Provided data ▸
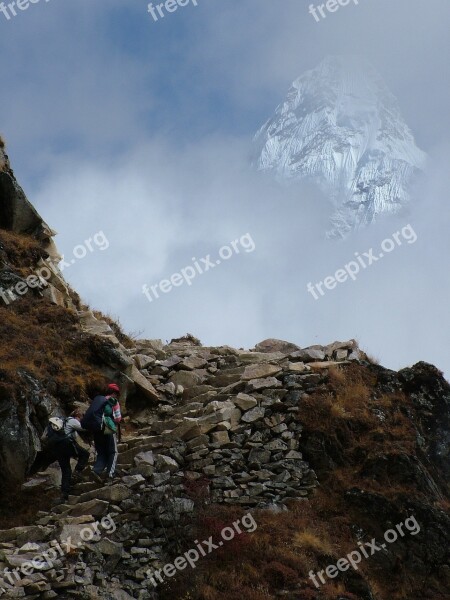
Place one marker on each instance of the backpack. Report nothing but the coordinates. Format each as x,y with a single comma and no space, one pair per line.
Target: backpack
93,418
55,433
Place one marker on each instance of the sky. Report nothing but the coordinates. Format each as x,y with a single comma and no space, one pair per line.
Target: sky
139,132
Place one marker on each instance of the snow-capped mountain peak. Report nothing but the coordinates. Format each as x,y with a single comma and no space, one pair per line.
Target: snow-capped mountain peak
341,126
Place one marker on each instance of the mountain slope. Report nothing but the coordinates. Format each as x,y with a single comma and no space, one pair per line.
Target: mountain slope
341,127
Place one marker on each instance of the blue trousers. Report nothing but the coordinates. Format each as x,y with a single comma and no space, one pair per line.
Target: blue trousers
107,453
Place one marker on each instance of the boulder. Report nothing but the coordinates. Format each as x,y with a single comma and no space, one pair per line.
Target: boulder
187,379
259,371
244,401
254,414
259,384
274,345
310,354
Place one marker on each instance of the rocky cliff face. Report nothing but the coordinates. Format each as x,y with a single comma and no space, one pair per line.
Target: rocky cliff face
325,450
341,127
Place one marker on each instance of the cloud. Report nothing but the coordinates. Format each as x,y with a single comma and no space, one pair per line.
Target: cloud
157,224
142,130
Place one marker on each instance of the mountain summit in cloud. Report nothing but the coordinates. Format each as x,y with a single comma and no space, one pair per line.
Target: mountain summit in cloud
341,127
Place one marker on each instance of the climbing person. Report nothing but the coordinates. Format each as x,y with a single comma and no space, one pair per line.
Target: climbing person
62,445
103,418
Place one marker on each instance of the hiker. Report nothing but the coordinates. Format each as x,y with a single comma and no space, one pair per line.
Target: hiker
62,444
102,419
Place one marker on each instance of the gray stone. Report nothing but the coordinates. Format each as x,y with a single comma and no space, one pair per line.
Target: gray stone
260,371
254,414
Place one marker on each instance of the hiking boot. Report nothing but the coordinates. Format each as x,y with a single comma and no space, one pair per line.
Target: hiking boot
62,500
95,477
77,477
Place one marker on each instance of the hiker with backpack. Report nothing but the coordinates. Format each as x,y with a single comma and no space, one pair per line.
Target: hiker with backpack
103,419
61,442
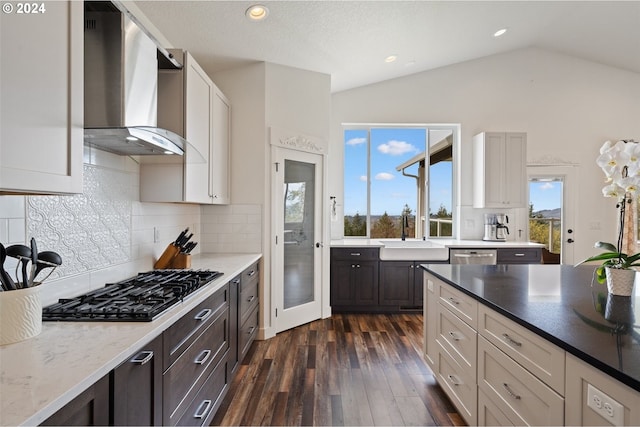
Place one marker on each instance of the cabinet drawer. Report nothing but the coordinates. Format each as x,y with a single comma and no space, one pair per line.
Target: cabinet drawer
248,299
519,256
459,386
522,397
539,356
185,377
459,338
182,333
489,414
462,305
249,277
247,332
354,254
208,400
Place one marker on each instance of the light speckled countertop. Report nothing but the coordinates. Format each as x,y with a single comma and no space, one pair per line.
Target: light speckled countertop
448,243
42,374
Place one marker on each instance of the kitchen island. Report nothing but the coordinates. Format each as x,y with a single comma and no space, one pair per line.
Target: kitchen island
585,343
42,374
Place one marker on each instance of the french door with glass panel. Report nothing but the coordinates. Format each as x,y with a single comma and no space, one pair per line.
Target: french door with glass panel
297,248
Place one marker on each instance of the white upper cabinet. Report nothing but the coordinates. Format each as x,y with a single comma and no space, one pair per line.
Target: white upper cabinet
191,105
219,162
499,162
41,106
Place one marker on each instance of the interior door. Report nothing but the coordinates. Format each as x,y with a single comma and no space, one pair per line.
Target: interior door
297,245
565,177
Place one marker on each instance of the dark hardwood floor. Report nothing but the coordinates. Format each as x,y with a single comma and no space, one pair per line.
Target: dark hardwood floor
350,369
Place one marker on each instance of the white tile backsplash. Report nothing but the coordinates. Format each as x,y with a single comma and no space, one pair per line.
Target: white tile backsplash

Goal ▸ Render the material above as a numbered list, one line per item, with the blank lines and the pictures left out.

Answer ▸
1. Place one marker on each instance of the backpack. Report nothing but the coordinates. Format each as x,y with a single comma and no space, one pair per line.
2. Target: backpack
3. 93,418
4. 55,433
5. Place one marker on each instance of the sky. Report nothing but the coordinates. Format each as x,y with a single comma and no space, one pair per line.
6. Target: sky
7. 139,132
8. Place one marker on each instance of the snow-capped mountain peak. Report nothing but the coordinates. Format each as x,y with a single comma and no space, one pair per line.
9. Target: snow-capped mountain peak
10. 341,126
11. Place one marker on each instance of the mountain slope. Report nothing but the coordinates. Format each as x,y with a single comma and no space, one pair per line.
12. Target: mountain slope
13. 341,127
14. Place one marker on each instance of the blue trousers. Report nothing but the coordinates. Format each as x,y with a single comma and no space, one pair per line.
15. Target: blue trousers
16. 107,453
17. Place one marker on each instance of the boulder. Report nothing but the coordinates. Format each as x,y with a single comma and no space, one pair per line.
18. Target: boulder
19. 187,379
20. 259,371
21. 244,401
22. 254,414
23. 259,384
24. 274,345
25. 310,354
26. Place one marker on each instance of the rocky cliff face. Report nothing but the coordinates. Format each as x,y with a single comma and no space, one pair per line.
27. Target: rocky cliff face
28. 325,450
29. 341,127
30. Place one marker on each instance of the cloud. Report nothing but the coordinates. Format each as x,y with a single comma and no space, one pair per line.
31. Target: cloud
32. 157,224
33. 142,130
34. Place one marker on each instance of the mountain summit in cloud. Report nothing but the coordinates. Format each as x,y with a single comma and no space, one pair per line.
35. Target: mountain summit in cloud
36. 341,127
37. Place one marker on each instance of the climbing person. Report nothing but the coordinates. Format each as x,y with a single comma and no space, one pair per line.
38. Target: climbing person
39. 62,445
40. 103,418
41. Place one marker on each instance of the hiker. Report nothing but the coordinates. Format each as x,y with a single comma and no space, one pair per line.
42. Target: hiker
43. 62,444
44. 102,419
45. Place one marker on each instance of the gray stone. Report nothing but the coordinates. Format each as x,y with a single comma and no space, one pair per line.
46. Target: gray stone
47. 260,371
48. 254,414
49. Place one marker on each instance of the hiking boot. Report nothing but the coordinates. Format each as x,y with a single comma and no space, one pair per line.
50. Target: hiking boot
51. 62,500
52. 95,477
53. 77,477
54. Place one marker on each instance of the hiker with backpack. Report nothing but the coordinates. Format each as x,y with a single comma and no space, one pair per line.
55. Target: hiker with backpack
56. 103,419
57. 61,442
58. Place one marker on each instance of the cabinet drawer. Report nothing but the coordinates. Format each as x,y with a single comma and no space, one pair per line.
59. Target: cabinet drawer
60. 248,299
61. 519,256
62. 459,386
63. 522,397
64. 539,356
65. 185,377
66. 459,338
67. 182,333
68. 489,414
69. 462,305
70. 249,277
71. 247,332
72. 354,254
73. 208,400
74. Place one marker on each instance of the light speckled countertop. Report nothing but the coordinates. Format each as x,y with a single comma and no space, one pair per line.
75. Target: light speckled countertop
76. 448,243
77. 42,374
78. Place one marker on each instance of the kitchen island. Report nothing but the coordinates. Format each as x,y with a single comma and no space, one pair per line.
79. Target: kitchen island
80. 585,343
81. 42,374
82. Place one marker on each instance of the french door with glass panel. Report nothing but the coordinates. Format each as x,y with a single comma and no space, one pair per line.
83. Target: french door with glass panel
84. 297,248
85. Place one marker on each instance of the white upper cabinet. Report nothing but the coordinates. Format each as x,y with a single comma and no space, one pair per line.
86. Target: white upper cabinet
87. 191,105
88. 219,162
89. 499,162
90. 41,106
91. Place one marker on each instance of the interior door. Report nothing but the coordinates. Format each as x,y with a single comma and no space, one pair per line.
92. Target: interior door
93. 297,245
94. 565,177
95. Place one marker on each instance of the dark hardwood floor. Report nothing but the coordinates. Format each as x,y with a single comma and no space, one pair per line.
96. Target: dark hardwood floor
97. 350,369
98. Place one marker on each instance of the white tile backsplash. Report nothing but the coordinates. Format each as x,y with a single comma and no space, one pair per line.
99. Target: white tile backsplash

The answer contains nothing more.